--- START ---

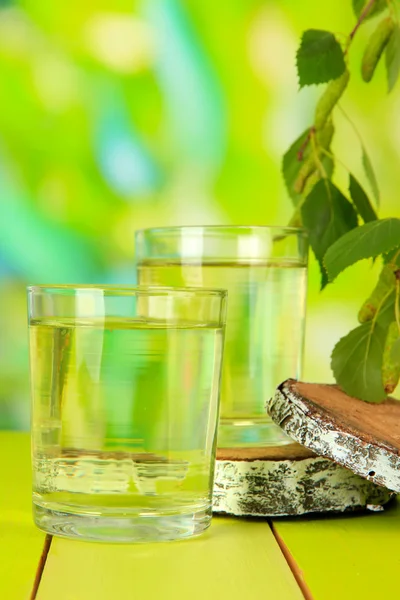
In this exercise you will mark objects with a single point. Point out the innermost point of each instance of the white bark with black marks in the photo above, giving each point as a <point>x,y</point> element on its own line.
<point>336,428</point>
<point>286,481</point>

--- END ---
--- START ---

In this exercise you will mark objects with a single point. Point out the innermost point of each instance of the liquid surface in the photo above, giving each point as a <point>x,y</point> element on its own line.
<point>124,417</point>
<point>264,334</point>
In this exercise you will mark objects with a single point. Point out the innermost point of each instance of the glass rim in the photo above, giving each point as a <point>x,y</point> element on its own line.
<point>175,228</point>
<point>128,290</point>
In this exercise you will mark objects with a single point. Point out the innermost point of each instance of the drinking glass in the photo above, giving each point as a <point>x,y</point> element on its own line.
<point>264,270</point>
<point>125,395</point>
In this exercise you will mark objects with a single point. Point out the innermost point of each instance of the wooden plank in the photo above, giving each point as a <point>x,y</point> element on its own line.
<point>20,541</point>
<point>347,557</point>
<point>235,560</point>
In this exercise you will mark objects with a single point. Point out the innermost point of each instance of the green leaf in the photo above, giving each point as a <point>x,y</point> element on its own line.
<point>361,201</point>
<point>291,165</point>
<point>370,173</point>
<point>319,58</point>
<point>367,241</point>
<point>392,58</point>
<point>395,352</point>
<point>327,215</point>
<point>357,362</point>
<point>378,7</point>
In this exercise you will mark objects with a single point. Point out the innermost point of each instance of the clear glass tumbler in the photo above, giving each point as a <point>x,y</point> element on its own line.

--- END ---

* _YOUR ASSIGNMENT_
Copy only this part of the entries above: the line with "of the wooden", the line with "of the clear", and the lines between, all exactly as written.

* _COMPLETED TASK_
In this exercise you will mark objects with a single point. Point out the innermost point of each instance of the wooden plank in the photo above, giving each point as a <point>x,y</point> element on its own line.
<point>20,541</point>
<point>347,557</point>
<point>235,560</point>
In this exercise you will mark objects with a single point. Point out the innermost point of each instance of the green leaf in the photo above, giving each point as a <point>x,y</point> element on its own line.
<point>361,201</point>
<point>291,165</point>
<point>370,173</point>
<point>319,58</point>
<point>367,241</point>
<point>392,58</point>
<point>395,352</point>
<point>327,215</point>
<point>357,362</point>
<point>378,7</point>
In this exercise you will mark objects with a single point. Point out the innermost point of each instance of the clear glass tumbler in the photo above, giving each point as a <point>x,y</point> element on its own line.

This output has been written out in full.